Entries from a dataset
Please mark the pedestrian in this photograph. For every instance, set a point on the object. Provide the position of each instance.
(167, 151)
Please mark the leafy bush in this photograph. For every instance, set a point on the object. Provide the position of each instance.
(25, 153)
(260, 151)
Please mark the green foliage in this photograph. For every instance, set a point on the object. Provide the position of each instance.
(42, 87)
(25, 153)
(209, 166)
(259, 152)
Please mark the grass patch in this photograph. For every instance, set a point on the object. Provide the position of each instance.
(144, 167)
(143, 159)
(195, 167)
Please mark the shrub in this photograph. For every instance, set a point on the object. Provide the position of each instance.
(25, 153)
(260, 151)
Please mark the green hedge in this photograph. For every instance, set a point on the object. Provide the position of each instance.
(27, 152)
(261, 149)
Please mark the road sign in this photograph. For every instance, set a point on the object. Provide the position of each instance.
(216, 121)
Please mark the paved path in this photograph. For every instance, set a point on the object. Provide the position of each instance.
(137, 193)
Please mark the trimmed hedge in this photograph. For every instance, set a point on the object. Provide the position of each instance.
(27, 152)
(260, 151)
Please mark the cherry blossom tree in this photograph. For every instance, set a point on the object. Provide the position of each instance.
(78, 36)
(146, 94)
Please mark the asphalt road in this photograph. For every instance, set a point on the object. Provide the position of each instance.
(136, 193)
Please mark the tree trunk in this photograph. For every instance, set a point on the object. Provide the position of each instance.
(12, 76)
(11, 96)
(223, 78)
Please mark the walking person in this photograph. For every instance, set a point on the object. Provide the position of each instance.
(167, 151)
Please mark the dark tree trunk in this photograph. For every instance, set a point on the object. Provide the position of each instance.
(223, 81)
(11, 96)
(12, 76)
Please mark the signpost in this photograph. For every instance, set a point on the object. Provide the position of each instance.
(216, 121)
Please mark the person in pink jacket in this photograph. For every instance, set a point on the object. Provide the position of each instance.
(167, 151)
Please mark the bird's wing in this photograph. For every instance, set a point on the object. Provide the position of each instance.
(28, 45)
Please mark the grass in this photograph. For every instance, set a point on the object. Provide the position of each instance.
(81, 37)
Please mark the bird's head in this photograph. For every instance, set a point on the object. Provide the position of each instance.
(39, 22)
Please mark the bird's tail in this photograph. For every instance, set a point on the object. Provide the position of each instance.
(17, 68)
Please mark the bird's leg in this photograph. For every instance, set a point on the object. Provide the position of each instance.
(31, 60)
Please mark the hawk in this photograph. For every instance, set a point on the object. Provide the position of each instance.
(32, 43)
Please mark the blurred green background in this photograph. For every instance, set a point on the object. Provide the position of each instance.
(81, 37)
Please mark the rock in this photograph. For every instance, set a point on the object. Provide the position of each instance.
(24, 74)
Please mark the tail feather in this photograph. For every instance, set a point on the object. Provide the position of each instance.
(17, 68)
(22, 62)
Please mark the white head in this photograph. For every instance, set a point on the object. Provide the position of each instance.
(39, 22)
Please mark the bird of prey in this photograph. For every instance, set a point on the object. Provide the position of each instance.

Given problem.
Write out every record shown above, word for word.

Worked answer.
Please mark the pedestrian in this photograph. For every instance, set a point on the object. Provide the position of each instance.
(167, 151)
Please mark the leafy bush in this photograph. For every instance, set a point on the object. Provide the position of each instance.
(25, 153)
(260, 151)
Please mark the green foliage in this photograph. For every instance, set a point on the object. Provide the position of each instance.
(42, 87)
(25, 153)
(209, 166)
(259, 152)
Please mark the grass patch in this photograph. For every instance, set a point on the object. Provide the position of each instance.
(144, 167)
(143, 159)
(195, 167)
Please mark the shrub in this photograph. For every instance, set a point on the object. Provide the position of each instance.
(25, 153)
(260, 151)
Please mark the green hedge in this photograph. For every instance, set a point on the object. Provide the position of each instance.
(27, 152)
(261, 149)
Please mark the road sign in this photograph. For every instance, set a point on the object. Provide the position of each instance.
(216, 121)
Please mark the paved path in this photograph. For every instance, set a point on the object. Provide the position of each instance.
(137, 193)
Please mark the trimmed hedge in this photograph. For every instance, set a point on the object. Provide the position of each instance.
(27, 152)
(260, 151)
Please mark the cherry blossom tree in this photograph. For every instance, set a point on the object. Provide the position of each instance.
(78, 36)
(146, 94)
Please mark the asphalt road in this photograph. For every instance, set a point on the object. Provide the position of each instance.
(136, 193)
Please mark the tree trunk in this photograph. For every instance, set a point on the object. Provide the position of each instance.
(12, 76)
(11, 96)
(223, 78)
Please mark the walking person in this photograph. For every instance, set a point on the object. Provide the position of each instance.
(167, 151)
Please mark the dark tree trunk in this photograph. For every instance, set a point on the object. Provide the position of each instance.
(223, 81)
(11, 96)
(12, 76)
Please mark the signpost in this photograph. For every instance, set a point on the object. Provide the position of each instance.
(216, 121)
Please mark the person in pink jacket in this photograph. For every instance, set a point on the object. Provide the position of each instance.
(167, 151)
Please mark the bird's wing in this photograph. For every instance, set a point on the object. Provide the position of each instance.
(28, 45)
Please mark the grass in this photograph. For every instance, set a point on the object. Provide the position of each instance.
(81, 37)
Please mark the bird's head in this photograph. For every instance, set a point on the object. Provide the position of each instance.
(39, 22)
Please mark the bird's tail in this photograph. For every instance, set a point on the object. Provide the position of each instance.
(17, 68)
Please mark the bird's leg in this photograph. For every instance, set a point on the object. Provide the position of each instance.
(31, 60)
Please mark the hawk in this photograph. For every instance, set a point on the object. Provide the position of each instance.
(32, 43)
Please mark the blurred green background in this photograph. For every instance, set a point on the object. Provide the position of each instance.
(81, 37)
Please mark the rock in this photograph. For every instance, set a point on the object. Provide the position of each instance.
(24, 74)
Please mark the tail feather in this photograph. For every instance, set a point on the object. Provide the position of each instance.
(17, 68)
(22, 62)
Please mark the white head in this photograph. For every instance, set a point on the object. Provide the position of each instance.
(39, 22)
Please mark the bird of prey in this photograph. For every instance, set a point on the object. Provide the position of each instance.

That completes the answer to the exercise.